> EXCERPTED PASSAGE
==============================
Humility was not an admired quality.

But things were changing. A poor rabbi who never wrote 'The Deeds of the Divine Carpenter,' said to his friends 'You know that the rulers of this world lord it over their people, and officials flaunt their authority over those under them... not so with you. Instead whoever wants to become great must be your slave...'

Jesus washes Judas' feet. The so-called divine Augustus never washed anyone's feet. A culture built on honour is beginning to implode, but almost no one back then realises that.

How are doing at prizing humility above greatness?
The gravitational pull of the ego is relentless. I sometimes wonder whether those of us in the church are just as preoccupied with honour and status as anyone else, just cover it up with a thin veneer of spiritual language.
Has the church lost it?
There is an old story that Thomas Aquinas was being shown the glories of the Vaitcan by Pope Innocent IV. The pope said, referring to the story of a lame beggar in the book of Acts, 'The church no longer has to say, 'Silver and gold have I none.'" And Aquinas replied, 'Yes, but no longer is the church able to say, 'In the name of Jesus of Nazareth, Rise up and walk.'" 
Jim Collins: Level 5 leaders have a tenacious will and humility.

Chapter 7: Help your friends, punish your enemies

German political theorist Hannah Arendt said that forgiveness and love of enemies is a distinctively Christian contribution to the human race:
the discoverer of the role of forgiveness in the realm of human affairs was Jesus of Nazareth.
==============================
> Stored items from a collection
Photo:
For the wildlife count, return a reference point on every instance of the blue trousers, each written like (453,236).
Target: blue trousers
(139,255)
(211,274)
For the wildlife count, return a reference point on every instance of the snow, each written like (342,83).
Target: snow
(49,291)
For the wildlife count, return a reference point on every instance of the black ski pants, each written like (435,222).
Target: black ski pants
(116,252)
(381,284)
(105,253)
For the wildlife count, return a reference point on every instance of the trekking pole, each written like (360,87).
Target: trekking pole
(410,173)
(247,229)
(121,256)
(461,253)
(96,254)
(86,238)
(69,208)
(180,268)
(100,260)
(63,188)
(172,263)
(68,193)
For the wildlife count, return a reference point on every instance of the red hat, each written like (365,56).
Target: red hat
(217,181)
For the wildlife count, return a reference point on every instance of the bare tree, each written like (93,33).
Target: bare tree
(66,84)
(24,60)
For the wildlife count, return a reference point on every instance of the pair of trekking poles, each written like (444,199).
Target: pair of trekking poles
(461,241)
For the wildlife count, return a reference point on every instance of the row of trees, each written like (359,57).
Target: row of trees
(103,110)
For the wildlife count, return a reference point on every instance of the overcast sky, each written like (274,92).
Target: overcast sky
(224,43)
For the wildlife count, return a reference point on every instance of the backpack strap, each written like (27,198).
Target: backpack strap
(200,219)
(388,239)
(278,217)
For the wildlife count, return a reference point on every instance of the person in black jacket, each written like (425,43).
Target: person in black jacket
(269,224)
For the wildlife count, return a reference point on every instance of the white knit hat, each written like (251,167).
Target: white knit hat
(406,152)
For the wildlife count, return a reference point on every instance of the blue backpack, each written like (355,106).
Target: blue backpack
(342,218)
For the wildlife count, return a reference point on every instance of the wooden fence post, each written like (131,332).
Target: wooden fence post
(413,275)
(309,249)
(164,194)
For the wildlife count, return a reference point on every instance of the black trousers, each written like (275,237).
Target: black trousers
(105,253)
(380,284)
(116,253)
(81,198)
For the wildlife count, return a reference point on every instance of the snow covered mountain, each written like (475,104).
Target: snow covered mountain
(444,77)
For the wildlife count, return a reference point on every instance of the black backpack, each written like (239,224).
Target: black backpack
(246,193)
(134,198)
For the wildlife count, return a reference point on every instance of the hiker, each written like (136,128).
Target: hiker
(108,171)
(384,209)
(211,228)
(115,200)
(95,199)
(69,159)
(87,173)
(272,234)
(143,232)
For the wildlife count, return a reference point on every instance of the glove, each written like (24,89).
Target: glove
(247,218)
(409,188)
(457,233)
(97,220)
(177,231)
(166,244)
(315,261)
==============================
> WHAT TO WORK ON
1. Output the portion of the excerpt on humility and forgiveness between "How are doing" and "church lost it?", inclusive.
2. Go on with the excerpt on humility and forgiveness from its final sentence.

> ANSWERS TO THE PROBLEMS
1.
How are doing at prizing humility above greatness?
The gravitational pull of the ego is relentless. I sometimes wonder whether those of us in the church are just as preoccupied with honour and status as anyone else, just cover it up with a thin veneer of spiritual language.
Has the church lost it?

2.
Decapolis. Stated simply as going to 'the other side' by Jesus was a place Jews were very wary of. Many felt it was the place Satan lived. It was dark, oppressive and demonic. There were pagan temples and it housed a legion of 6 000 Roman soldiers. The symbol of a Roman legion was a boar's head. No respectable rabbi went there, but Jesus did. Not content with the crowds in his home territory he set out for 'the other side'.

The pigs and the demoniac. Jesus granted the spirits wishes to go into the pigs and the pigs ran into the sea. But why?
Any Israelite would think of the story recorded in 1 Maccabees, how Jewish patriots were forced by Tome to eat the flesh of pigs, and when they resisted they were slaughtered. So the pig is also the symbol of Roman power of the legion. And the tormented man was delivered from the legion.
The locals were scared of Jesus and sent him away. The locals saw that he had power but his power was from the 'other side', the wrong side, not their side. The healed demoniac asked to follow Jesus but instead Jesus told him to go and tell his story. A while later Jesus returned to Decapolis and this was his reception:
They ran throughout that whole region and carried sick on mats to wherever they heard he was...
Wow! The 'other side' was the place that the seven nations of Canaanites that weren't driven out were supposed to reside. Check this out:

In Mark 6 Jesus feeds a crowd on Israel's side of the lake. There were 12 baskets left over, the twelve tribes.
n Mark 8 Jesus fed a crowd on 'the other side' and seven baskets of food were left over, why seven?
This is just a guess but it's almost as if Jesus was saying: 'Good news is coming for the twelve tribes. But good news is coming for the seven nations of Canaan too. Twelve tribes, seven nations - it really doesn't matter to me. I love them all. It's good news for our side and good news for the other side.
Luther on enemy love:
The kingdom is to be in the midst of your enemies. And he who will not suffer this does not want to be of the kingdom of Christ; he wanted to be among friends, to sit among roses and lilies, not with bad people but the devout people. O you blasphemers and betrayers of Christ! If Christ had done what you are doing who would ever have been spared.
Pacifism began with the early church.

Amish:
The world was moved when in Oct 2006 five children were shot to death in a schoolhouse in Lancaster County, Penns. and the Amish community forgave the gunman donating money to the gunman's widow and children

Chapter 9: The Good Life Vs the Good Person

Two questions posed about life: who has the good life, who is a good person? The first gets addressed in advertising, the second at funerals.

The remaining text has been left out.